#### [What to work on]
Copy the data from the line that contains "Zoom in on sneaker" to its last line, exactly, including both of those lines and leaving out everything before.

Top of Task data

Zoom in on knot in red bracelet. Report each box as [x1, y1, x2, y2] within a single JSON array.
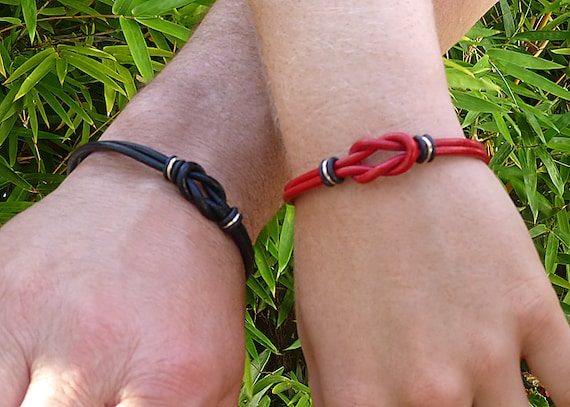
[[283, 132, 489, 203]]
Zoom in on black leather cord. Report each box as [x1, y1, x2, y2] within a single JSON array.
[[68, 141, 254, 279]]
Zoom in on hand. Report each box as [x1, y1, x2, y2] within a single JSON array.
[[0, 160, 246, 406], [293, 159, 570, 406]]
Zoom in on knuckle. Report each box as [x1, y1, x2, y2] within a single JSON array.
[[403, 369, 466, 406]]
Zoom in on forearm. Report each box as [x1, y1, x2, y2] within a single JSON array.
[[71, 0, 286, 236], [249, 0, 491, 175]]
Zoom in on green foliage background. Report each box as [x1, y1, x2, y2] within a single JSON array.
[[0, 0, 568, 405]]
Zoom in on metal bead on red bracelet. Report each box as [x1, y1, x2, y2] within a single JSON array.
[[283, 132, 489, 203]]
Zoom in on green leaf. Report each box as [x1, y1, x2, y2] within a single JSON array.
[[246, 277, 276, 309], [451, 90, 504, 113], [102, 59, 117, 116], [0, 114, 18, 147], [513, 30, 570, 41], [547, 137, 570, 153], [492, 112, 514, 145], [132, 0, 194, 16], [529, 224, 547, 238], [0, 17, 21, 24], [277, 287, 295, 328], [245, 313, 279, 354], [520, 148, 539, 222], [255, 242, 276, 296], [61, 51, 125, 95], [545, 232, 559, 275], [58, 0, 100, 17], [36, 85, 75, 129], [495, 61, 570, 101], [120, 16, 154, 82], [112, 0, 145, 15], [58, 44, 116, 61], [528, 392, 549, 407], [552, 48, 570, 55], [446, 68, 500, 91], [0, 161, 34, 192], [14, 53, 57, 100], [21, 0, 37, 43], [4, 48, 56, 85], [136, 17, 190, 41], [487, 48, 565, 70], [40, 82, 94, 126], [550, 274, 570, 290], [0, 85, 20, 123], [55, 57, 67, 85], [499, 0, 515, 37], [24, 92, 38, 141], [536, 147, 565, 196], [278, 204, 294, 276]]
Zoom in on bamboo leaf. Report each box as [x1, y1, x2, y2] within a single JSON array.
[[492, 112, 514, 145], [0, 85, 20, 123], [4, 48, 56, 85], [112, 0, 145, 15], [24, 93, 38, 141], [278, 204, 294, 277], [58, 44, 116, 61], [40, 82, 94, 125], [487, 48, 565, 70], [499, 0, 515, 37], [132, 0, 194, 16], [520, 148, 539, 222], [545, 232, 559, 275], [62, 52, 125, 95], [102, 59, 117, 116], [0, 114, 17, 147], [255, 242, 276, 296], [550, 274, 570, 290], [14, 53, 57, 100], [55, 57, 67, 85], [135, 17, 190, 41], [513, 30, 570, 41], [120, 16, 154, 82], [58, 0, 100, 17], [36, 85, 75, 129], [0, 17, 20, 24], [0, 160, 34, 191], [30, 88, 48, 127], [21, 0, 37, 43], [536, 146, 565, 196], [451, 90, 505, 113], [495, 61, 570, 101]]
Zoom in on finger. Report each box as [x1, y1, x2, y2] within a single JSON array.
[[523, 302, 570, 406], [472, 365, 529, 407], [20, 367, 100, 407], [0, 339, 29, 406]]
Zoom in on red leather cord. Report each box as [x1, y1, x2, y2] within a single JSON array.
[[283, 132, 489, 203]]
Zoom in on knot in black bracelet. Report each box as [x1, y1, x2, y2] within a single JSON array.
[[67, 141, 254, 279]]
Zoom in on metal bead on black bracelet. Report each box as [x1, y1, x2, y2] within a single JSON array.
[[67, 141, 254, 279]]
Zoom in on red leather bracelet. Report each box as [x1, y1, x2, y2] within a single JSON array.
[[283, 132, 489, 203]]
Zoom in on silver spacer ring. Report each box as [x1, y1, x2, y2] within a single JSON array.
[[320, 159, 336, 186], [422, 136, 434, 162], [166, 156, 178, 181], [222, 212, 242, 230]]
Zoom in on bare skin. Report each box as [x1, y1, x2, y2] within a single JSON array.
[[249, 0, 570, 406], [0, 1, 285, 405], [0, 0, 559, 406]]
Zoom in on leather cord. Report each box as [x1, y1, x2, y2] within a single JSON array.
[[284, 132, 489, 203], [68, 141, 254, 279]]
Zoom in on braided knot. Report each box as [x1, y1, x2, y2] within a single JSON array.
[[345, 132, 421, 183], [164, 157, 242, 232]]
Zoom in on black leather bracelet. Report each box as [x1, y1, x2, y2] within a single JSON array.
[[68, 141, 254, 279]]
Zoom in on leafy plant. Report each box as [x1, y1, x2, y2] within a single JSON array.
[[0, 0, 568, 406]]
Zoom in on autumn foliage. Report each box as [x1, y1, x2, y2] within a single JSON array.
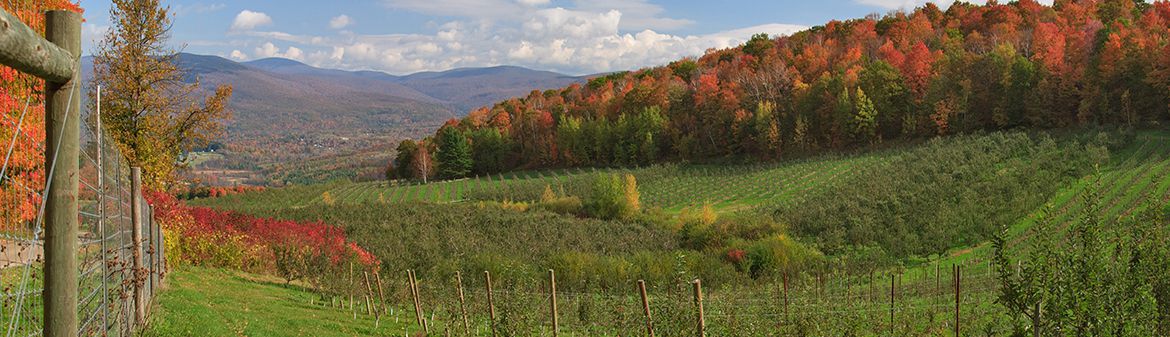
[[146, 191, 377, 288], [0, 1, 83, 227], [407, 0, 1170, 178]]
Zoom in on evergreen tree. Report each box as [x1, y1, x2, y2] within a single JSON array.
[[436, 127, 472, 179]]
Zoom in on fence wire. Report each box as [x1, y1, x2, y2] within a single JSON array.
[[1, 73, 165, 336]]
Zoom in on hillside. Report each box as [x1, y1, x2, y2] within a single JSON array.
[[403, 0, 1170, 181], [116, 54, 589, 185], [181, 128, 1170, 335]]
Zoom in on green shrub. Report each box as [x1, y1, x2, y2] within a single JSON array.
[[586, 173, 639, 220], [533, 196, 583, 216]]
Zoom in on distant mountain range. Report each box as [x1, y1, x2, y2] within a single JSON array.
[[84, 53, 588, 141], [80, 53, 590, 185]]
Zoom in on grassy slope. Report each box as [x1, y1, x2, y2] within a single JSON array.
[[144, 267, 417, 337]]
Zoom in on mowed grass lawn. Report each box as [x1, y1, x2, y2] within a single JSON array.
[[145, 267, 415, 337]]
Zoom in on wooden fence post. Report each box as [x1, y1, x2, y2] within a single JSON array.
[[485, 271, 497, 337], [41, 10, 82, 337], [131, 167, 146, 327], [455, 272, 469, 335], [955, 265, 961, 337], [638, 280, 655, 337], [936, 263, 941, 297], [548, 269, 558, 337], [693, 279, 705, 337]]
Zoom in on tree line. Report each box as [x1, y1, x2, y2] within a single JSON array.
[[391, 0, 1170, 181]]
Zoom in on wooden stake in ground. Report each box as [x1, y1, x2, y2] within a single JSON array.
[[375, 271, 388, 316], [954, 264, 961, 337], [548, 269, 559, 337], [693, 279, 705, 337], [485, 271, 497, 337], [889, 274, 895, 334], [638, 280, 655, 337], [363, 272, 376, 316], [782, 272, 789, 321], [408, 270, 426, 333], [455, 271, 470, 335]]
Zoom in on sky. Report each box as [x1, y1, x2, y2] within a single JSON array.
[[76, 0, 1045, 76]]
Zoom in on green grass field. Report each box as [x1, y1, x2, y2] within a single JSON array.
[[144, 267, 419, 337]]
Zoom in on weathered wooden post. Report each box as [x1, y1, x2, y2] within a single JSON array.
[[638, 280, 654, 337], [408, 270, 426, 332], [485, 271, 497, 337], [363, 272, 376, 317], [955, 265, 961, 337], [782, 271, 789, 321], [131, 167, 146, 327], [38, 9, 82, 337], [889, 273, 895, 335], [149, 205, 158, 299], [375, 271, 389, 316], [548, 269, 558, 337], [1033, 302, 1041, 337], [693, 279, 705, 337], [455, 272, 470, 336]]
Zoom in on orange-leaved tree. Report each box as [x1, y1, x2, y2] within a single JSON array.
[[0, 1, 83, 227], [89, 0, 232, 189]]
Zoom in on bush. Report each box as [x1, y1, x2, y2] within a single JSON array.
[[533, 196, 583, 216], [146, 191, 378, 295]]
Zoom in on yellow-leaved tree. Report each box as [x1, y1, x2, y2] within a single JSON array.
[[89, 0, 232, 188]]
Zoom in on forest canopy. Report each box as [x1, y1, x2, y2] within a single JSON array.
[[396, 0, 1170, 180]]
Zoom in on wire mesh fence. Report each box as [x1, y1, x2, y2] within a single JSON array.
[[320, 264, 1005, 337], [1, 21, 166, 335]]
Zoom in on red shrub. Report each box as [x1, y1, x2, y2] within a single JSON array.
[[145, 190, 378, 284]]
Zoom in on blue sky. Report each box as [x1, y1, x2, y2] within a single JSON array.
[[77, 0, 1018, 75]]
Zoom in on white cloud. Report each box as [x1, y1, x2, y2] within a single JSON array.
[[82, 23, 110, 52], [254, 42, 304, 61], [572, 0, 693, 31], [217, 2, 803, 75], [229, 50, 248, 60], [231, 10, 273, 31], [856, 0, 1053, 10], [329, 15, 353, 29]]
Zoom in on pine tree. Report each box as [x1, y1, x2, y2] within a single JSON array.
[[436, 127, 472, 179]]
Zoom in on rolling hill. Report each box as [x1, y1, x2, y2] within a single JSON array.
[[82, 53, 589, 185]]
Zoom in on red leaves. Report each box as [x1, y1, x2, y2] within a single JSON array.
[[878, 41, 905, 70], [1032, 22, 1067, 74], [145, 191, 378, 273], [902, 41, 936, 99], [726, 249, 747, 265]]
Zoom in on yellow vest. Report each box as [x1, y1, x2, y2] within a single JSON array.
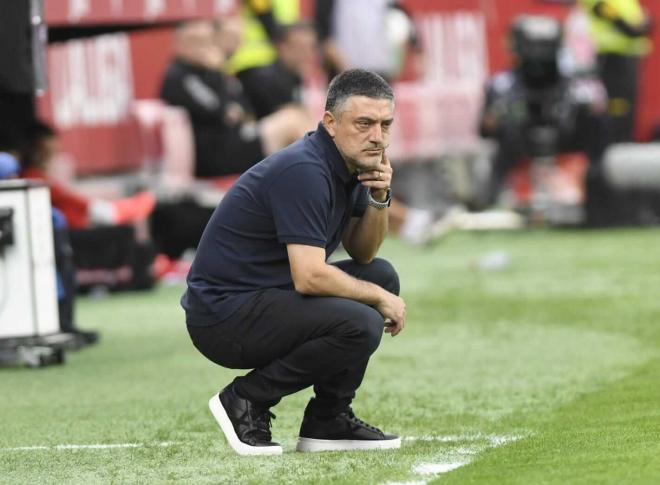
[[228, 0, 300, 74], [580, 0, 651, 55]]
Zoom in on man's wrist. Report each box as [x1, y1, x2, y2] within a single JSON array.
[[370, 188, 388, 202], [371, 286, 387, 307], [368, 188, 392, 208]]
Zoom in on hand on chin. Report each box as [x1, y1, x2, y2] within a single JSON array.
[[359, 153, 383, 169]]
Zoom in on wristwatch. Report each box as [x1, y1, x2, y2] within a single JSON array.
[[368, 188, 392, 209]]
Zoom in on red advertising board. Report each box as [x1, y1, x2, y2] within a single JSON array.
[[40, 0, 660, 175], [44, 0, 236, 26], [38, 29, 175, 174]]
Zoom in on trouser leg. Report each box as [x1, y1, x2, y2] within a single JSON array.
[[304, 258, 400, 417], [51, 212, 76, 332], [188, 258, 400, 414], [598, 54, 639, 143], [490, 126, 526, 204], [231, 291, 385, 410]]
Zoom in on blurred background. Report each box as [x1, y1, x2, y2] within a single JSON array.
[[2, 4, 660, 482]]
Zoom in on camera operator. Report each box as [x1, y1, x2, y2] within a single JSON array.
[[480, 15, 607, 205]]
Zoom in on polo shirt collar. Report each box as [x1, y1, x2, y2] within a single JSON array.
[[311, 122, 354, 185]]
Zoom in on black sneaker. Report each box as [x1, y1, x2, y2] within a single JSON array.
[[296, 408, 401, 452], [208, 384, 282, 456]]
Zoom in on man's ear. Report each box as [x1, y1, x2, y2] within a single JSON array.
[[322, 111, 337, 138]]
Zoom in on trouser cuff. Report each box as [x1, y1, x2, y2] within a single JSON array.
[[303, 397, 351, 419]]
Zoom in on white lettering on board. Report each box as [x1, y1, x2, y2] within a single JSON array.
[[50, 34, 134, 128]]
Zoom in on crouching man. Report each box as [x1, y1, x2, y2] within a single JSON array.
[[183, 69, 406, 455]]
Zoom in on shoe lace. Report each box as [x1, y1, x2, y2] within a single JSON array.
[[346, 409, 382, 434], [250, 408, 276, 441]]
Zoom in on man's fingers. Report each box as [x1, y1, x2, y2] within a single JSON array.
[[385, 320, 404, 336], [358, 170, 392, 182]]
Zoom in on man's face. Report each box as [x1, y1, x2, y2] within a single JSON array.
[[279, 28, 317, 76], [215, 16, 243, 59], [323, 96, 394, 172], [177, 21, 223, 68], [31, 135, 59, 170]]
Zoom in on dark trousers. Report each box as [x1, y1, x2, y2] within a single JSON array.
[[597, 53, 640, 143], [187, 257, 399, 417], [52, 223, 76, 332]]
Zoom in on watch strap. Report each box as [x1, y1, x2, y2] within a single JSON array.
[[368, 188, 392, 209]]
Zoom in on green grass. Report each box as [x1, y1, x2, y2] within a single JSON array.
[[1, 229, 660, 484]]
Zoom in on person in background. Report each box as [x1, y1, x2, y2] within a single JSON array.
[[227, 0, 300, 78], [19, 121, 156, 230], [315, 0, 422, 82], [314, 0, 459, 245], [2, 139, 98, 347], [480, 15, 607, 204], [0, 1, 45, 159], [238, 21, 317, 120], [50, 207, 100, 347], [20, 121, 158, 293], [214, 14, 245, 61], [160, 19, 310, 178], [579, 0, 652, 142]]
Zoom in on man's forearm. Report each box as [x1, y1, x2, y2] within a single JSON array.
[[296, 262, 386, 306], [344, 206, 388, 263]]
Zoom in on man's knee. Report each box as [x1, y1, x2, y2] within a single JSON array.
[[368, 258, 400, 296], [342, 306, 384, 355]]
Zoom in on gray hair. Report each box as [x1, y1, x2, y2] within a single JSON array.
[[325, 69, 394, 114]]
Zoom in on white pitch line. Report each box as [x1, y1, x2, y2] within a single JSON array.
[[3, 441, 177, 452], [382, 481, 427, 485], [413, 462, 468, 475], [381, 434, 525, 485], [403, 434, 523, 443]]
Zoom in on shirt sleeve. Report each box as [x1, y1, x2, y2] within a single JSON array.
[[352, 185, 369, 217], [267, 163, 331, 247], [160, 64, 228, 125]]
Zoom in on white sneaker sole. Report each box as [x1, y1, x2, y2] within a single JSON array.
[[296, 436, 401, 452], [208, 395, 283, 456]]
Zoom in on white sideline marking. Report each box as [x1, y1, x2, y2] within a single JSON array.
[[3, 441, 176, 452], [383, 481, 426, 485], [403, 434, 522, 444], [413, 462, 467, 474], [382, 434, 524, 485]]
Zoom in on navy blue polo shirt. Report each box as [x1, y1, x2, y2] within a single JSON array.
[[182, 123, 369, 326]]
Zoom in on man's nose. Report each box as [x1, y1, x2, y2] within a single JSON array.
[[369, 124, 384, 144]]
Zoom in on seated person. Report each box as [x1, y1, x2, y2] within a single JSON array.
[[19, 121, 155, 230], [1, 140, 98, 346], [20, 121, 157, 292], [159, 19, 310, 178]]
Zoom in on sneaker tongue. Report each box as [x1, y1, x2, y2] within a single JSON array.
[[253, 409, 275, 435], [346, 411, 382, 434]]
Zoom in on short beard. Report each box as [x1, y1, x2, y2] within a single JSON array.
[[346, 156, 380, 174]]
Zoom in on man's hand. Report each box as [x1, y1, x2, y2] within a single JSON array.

Bottom of Task data

#### [Exercise answer]
Zoom in on sneaker tongue. Report each box as [x1, y1, x2, y2] within a single JSON array.
[[253, 409, 275, 435], [346, 411, 382, 434]]
Zoom in on short beard. Report each box as [x1, y1, x2, y2] within a single JSON array.
[[346, 156, 380, 174]]
Zoom in on man's hand. Report each box as [x1, y1, x2, y2] within a single JSON array.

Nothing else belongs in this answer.